And yet, even in spaces designed to assuage those discomforts, I’m often ill at ease. At a trans Pride event some years ago, I felt out of place and ducked out. I’ve left gay bars after a single drink, and at every “women in beer” event I’ve been to, I’ve felt like the odd one out. Is it because I’m used to being the only person like me in the room, and have grown accustomed to the discomfort? Meeting other people like me still feels like a wonderful novelty, but when you put too many of us in one place, I feel boxed in.

Even though I’m out, and live as authentic—whatever that word means—a life as I could have ever dreamed possible, I imagine I’ll still always feel out of place, or uncomfortable, in most social situations. I don’t know what it’s like to see someone’s admiring or simply innocuous gaze for what it is. I don’t know if that will change.

Recently, though, I’ve found a space that feels comfortable, and easy. Perhaps it’s because of the lessened pressure of not being in a loud, busy public space, or perhaps it’s because I feel less visible and exposed within my own home—Zoom has suddenly become an oasis of recognition and community.

I know, I know—I’m surprised, too. Since the start of this pandemic, I’ve hated Zoom, like most people. Because I can see my own face turned back at me like some taunting mirror, I am constantly aware of my expression, where my limbs are, and how many chins I have. There are the uncomfortable silences, the lags meaning six people speak over each other at once, and the way I find myself shouting at the screen in excitement, or nervousness—we’ve all forgotten how to interact properly with other humans by now.

But I’ve also found a tiny corner of the internet where this doesn’t matter. I have a few queer friends I met in the real, physical world (remember that?), with whom I started a sporadic Zoom call. I thought the first one would last an hour or so, but five hours and a number of poor drink choices later, we called it a night.

■ ■ ■ ■ ■ ■ ■

PROBLEM REQUIREMENTS
In the personal essay about Zoom, how long did the writer's first Zoom call with queer friends last?

■ ■ ■ ■ ■ ■ ■

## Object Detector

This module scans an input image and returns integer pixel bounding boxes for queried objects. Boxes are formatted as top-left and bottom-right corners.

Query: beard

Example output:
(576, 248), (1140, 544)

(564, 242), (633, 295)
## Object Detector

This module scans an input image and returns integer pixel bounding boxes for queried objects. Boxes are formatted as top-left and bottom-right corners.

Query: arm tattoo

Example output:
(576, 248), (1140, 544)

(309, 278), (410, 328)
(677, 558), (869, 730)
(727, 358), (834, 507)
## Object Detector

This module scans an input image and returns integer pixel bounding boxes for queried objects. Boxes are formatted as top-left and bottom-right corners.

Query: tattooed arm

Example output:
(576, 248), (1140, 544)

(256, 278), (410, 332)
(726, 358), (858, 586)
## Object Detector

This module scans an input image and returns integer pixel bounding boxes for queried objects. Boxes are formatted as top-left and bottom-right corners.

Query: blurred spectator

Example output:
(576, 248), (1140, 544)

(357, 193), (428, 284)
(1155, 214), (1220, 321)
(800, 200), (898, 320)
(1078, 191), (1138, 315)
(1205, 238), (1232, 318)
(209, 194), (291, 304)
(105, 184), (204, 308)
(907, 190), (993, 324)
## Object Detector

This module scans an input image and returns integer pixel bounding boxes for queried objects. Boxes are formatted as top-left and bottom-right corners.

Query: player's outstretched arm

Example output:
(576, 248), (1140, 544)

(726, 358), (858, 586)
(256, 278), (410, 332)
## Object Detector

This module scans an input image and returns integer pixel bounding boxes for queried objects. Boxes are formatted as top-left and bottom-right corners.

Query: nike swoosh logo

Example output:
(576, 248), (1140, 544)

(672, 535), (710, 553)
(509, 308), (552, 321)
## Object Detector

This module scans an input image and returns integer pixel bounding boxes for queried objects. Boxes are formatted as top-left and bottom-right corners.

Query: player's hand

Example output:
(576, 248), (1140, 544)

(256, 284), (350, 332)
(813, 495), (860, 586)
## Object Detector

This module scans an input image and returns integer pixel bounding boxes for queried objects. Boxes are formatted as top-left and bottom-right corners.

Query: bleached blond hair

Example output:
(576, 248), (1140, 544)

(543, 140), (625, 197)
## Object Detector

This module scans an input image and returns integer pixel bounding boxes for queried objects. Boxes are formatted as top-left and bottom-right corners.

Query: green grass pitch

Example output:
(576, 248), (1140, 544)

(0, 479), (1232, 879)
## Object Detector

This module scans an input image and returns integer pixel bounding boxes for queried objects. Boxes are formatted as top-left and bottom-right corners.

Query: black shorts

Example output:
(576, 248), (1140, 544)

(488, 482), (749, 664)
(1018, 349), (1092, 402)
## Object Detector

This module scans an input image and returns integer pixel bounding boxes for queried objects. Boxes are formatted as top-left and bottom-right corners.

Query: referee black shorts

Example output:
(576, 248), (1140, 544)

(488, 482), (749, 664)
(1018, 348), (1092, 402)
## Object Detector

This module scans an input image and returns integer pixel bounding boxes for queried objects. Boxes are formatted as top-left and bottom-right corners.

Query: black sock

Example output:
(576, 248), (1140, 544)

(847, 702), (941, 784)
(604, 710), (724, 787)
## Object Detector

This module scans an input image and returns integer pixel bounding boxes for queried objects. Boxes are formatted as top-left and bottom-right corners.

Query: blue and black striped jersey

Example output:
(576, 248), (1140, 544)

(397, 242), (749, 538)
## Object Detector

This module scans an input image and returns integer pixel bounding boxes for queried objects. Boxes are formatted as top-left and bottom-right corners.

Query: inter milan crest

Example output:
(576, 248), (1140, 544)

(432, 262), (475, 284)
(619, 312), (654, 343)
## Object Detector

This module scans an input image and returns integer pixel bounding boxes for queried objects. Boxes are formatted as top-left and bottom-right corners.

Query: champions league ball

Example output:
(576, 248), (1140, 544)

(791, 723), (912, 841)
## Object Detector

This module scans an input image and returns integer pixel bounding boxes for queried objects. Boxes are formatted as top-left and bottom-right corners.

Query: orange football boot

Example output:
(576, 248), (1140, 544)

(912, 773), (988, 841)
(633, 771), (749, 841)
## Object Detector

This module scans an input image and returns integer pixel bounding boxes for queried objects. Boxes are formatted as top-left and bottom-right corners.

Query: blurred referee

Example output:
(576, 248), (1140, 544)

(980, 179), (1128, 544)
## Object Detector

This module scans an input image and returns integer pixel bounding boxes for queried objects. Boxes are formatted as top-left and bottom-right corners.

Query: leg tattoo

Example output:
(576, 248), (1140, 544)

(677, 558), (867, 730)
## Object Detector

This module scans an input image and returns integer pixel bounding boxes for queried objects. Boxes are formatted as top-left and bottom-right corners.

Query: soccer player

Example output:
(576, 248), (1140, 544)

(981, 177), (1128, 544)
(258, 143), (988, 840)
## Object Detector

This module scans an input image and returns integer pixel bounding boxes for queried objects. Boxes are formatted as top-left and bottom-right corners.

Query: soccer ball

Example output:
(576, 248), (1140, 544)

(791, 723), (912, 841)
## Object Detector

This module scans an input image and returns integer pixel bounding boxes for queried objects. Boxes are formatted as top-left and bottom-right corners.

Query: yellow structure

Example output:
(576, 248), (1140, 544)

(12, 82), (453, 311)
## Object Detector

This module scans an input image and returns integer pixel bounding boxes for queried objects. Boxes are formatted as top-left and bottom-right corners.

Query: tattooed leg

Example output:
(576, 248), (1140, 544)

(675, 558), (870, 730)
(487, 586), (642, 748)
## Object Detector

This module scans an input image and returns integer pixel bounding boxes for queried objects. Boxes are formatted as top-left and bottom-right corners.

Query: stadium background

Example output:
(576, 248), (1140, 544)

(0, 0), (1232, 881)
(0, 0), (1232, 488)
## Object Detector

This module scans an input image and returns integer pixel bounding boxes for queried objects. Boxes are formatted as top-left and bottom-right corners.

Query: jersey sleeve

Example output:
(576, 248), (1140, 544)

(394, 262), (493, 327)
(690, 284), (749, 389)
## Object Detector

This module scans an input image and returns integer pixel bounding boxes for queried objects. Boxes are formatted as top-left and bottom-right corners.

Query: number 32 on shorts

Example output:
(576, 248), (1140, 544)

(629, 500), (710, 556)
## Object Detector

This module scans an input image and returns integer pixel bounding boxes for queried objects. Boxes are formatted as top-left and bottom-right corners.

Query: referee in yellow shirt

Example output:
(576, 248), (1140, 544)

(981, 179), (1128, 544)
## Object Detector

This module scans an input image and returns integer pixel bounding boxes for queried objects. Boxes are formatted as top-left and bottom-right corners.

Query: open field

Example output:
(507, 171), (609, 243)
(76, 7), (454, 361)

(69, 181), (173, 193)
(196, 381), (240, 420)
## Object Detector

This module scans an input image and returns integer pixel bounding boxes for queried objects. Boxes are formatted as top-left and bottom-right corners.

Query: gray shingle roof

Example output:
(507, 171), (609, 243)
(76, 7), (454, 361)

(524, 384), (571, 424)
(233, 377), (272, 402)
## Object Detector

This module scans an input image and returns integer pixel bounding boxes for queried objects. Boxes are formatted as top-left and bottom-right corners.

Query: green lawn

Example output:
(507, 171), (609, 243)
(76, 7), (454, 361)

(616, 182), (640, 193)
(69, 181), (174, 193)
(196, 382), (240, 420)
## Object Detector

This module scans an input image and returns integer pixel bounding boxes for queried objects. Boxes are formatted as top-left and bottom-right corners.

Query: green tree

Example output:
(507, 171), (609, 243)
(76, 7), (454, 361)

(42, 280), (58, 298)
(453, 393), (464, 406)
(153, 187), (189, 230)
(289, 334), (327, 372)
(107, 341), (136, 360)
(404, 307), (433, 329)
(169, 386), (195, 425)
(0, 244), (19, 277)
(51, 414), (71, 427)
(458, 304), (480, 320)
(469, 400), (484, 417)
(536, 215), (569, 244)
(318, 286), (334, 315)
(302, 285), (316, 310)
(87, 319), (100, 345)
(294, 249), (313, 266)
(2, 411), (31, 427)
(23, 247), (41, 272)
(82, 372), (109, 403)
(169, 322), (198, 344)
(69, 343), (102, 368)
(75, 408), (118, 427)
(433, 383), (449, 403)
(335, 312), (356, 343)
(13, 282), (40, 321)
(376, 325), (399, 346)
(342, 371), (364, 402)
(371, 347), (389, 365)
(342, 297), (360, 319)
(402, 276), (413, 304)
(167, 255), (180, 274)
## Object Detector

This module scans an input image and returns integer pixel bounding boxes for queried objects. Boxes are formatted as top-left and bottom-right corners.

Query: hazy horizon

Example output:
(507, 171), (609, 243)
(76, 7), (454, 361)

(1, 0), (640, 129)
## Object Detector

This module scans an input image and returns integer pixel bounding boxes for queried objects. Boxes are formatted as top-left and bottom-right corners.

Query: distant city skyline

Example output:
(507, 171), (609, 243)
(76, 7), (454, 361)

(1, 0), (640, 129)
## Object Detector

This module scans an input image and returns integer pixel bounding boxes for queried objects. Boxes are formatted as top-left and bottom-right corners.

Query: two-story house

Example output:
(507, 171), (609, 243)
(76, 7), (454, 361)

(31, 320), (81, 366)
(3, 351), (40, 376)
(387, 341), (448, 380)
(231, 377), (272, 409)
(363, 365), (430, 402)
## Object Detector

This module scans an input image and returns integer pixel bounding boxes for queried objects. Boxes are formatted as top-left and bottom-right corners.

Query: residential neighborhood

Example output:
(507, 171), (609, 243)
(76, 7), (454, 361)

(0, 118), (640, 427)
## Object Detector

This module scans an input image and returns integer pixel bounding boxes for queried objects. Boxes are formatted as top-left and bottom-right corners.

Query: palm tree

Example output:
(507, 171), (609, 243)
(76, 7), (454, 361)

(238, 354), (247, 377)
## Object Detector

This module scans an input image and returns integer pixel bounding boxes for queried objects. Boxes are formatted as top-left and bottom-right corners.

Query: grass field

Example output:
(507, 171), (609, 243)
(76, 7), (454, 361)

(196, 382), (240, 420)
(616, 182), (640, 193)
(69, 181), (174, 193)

■ ■ ■ ■ ■ ■ ■

SOLUTION TO THIS PROBLEM
Five hours.